Your answer must be an exact transcription of the data, with every picture omitted.

◆ Provided records

+--

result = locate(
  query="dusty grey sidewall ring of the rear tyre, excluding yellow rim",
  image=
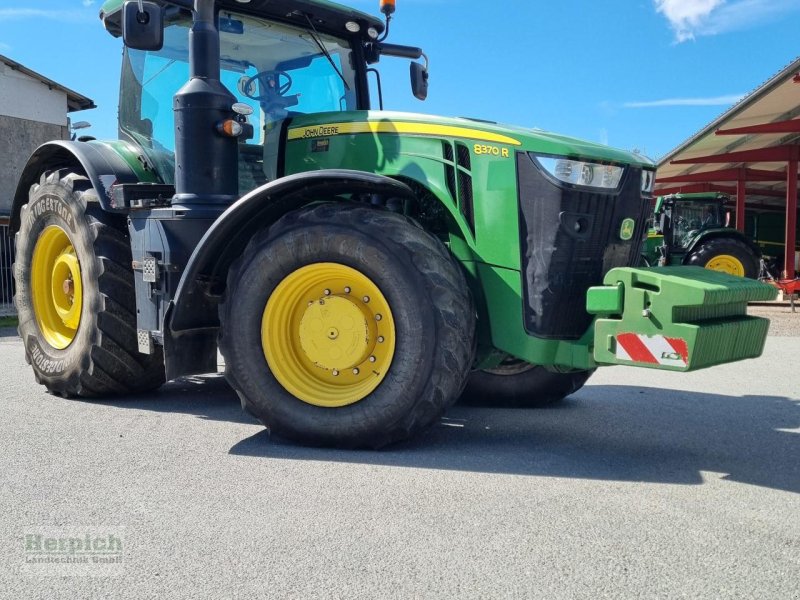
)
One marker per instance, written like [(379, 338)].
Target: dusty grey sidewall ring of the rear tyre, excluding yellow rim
[(53, 204)]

+--

◆ Solution
result = locate(
  query="dusty grey sidewall ring of the rear tyre, excluding yellow rim",
  image=
)
One marker per instance, written like [(379, 338)].
Target: dusty grey sidewall ring of the rear tyre, excluding yellow rim
[(53, 204)]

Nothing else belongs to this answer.